Combined Regularisation Techniques for Artificial Neural Networks
About
BSc Theoretical Physics thesis written at the Department of Astronomy and Theoretical Physics, Lund University.
Abstract
Artificial neural networks are prone to overfitting – the process of learning details specific to a particular training data set. Success in preventing overfitting through combining the L2 and dropout regularisation techniques has led to the combination’s recent popularity. However, with the introduction of each additional regularisation technique to an artificial neural network, there comes new hyperparameters which must be tuned in an increasingly complex and computationally expensive manner. Motivated by L2’s action as a Gaussian prior on the loss function, we hypothesise an analytic relation for an optimal L2 strength’s dependence on the number of patterns. Conducted on an artificial neural network composed of a single hidden layer, this systematic study tests the hypothesis for optimal L2 strength, and considers what interactions the additional involvement of dropout and early stopping may have on the relation. On an otherwise static problem and network calibration, the results of this thesis suggested the success of the hypothesis within a valid working region. The results are useful informants for the choice of L2 strength, drop rate and early stopping usage, and gave promise that the predictor may find real world applications.

───

THE TASK: Judge whether each statement agrees with the thesis abstract above. Answer yes or no, and quote the words of the abstract that decide it. (a) The study used an artificial neural network with a single hidden layer. (b) The hypothesized relation ties the optimal L2 strength to the drop rate. (c) Each added regularization technique brings new hyperparameters that need tuning.

───

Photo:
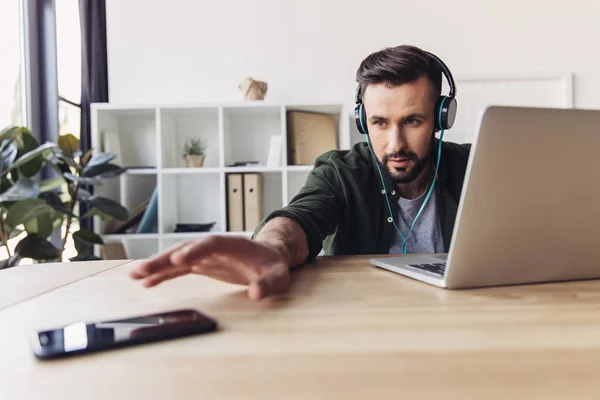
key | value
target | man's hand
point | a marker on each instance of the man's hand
(231, 259)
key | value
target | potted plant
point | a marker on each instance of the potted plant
(34, 209)
(193, 152)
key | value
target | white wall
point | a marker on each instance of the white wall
(199, 50)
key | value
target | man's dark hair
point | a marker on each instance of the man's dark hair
(398, 65)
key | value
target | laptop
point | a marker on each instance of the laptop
(530, 204)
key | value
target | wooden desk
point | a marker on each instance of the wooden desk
(345, 330)
(24, 282)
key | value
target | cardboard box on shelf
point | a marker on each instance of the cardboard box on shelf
(309, 135)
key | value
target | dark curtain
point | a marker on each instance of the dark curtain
(94, 69)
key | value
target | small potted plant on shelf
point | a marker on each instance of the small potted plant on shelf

───

SOLVED PROBLEM:
(a) Yes: "Conducted on an artificial neural network composed of a single hidden layer"
(b) No: "an analytic relation for an optimal L2 strength’s dependence on the number of patterns"
(c) Yes: "there comes new hyperparameters which must be tuned"